PASSAGE PROVIDED:
Archbishops call on the nation to pray as UK Covid-19 deaths reach 100,000
The archbishops of Canterbury and York have called on the nation to pray in the face of the enormity of Covid-19 deaths. Yesterday the total surpassed 100,000, meaning the UK has the highest number of deaths in Europe and the fifth highest in the world. Justin Welby and Stephen Cottrell suggest people should set aside time at 6pm each day to pray. They say that 100,000 is no abstract figure: it represents individual people who loved and were loved. They acknowledge that poorer communities, minority ethnic communities and people living with disabilities have been affected disproportionately. But they say the example of the NHS and carers, together with the vaccine, gives cause for hope.
Light a candle to commemorate the Holocaust
People are being encouraged to light a candle this evening to mark International Holocaust Remembrance Day, a commemoration of the liberation of Auschwitz-Birkenau concentration camp on 27 January, 1945, where one million Jews were murdered. One particular theme this year is the plight of the Muslim Uighur population in northwest China, with reports of enforced deportation and abuse. Another theme is to combat false information that denies the Holocaust, by reminding people of the US President Dwight Eisenhower, who urged people to record the atrocity, to guard against future denials and distortion of the truth.
Leader of Prevent programme review immediately criticised
The government has appointed William Shawcross to review the controversial Prevent programme, which seeks to stop religious radicalisation. It encourages public bodies such as schools and the health service, to report people at risk of extremism, but critics say it discriminates against Muslims, and so the government has committed to a review. Within hours of his appointment, The Guardian reports that the Muslim Council of Britain said he was “singularly unfit to be a neutral and fair assessor” based on his previous comments about Islam and Muslims as chairman of the Charity Commission and director of the Henry Jackson Society.
Inquiry into ‘abhorrent’ treatment of women in Northern Ireland church institutions
An independent inquiry will be held into mother and baby homes in Northern Ireland, following a report commissioned by the Stormont government into the church-run institutions. It found a third of women were under 19 and some as young as 12. They had been subjected to sexual crime, including rape and incest. The report describes the abhorrent conditions in which the women were kept, forced to engage in hard manual labour while heavily pregnant, and their babies taken away for adoption. First minister Arlene Foster said this was a significant wrong, which society must acknowledge and the truth must be uncovered.

PROVIDED RECORDS:

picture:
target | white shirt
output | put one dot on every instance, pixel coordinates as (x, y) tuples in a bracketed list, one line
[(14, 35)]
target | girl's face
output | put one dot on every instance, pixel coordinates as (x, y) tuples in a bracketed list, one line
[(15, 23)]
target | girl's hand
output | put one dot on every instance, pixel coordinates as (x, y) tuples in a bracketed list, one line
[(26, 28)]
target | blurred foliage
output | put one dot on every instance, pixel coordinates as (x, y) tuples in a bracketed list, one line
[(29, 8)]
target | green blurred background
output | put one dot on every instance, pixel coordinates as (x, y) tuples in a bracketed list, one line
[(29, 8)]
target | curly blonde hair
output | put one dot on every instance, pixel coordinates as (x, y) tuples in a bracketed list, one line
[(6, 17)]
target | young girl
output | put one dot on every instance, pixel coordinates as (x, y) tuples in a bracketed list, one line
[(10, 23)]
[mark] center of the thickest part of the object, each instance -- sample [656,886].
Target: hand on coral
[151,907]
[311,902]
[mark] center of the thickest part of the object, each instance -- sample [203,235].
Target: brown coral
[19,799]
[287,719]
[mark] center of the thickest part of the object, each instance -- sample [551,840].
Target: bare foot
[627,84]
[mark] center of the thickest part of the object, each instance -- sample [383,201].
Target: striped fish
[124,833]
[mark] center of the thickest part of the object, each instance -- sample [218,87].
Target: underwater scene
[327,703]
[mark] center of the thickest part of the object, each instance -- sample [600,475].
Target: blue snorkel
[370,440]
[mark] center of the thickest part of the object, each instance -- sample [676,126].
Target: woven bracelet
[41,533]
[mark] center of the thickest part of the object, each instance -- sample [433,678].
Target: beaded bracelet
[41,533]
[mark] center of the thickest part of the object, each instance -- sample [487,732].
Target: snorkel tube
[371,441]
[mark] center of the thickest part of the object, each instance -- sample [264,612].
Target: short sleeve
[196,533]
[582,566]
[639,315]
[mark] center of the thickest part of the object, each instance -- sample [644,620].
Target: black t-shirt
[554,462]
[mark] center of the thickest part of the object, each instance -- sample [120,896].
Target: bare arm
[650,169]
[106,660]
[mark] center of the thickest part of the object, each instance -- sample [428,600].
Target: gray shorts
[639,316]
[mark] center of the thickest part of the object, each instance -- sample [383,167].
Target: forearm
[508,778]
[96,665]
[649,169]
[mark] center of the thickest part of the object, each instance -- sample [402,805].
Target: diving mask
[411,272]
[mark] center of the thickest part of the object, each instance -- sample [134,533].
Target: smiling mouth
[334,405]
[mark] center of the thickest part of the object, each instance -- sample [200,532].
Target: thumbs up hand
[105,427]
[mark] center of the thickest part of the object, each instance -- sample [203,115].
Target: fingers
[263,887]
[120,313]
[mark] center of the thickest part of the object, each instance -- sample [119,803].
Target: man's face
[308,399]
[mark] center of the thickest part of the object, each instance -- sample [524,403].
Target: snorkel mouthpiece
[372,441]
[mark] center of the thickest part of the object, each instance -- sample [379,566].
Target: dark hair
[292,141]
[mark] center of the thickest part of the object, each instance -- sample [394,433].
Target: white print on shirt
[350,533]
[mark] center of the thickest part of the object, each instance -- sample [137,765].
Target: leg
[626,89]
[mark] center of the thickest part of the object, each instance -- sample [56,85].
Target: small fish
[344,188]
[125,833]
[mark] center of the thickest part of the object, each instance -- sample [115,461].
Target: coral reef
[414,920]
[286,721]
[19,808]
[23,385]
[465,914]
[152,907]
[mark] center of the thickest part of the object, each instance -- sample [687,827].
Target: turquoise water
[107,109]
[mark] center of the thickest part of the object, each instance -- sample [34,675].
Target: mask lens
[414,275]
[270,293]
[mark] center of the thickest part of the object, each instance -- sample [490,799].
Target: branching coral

DIRECTIONS:
#1 Using the news digest, decide whether each statement agrees with it: (a) The archbishops suggest that people set aside time at 6pm each day to pray. (b) The report on mother and baby homes in Northern Ireland found that a third of the women were under 19. (c) Auschwitz-Birkenau was liberated in 1944. Answer yes or no for each and quote the words from the text that decide it.
#2 According to the news digest, which groups do the archbishops say have been affected disproportionately by Covid-19? List them all.

ANSWERS:
#1
(a) Yes: "Justin Welby and Stephen Cottrell suggest people should set aside time at 6pm each day to pray."
(b) Yes: "It found a third of women were under 19"
(c) No: "the liberation of Auschwitz-Birkenau concentration camp on 27 January, 1945"

#2
- poorer communities
- minority ethnic communities
- people living with disabilities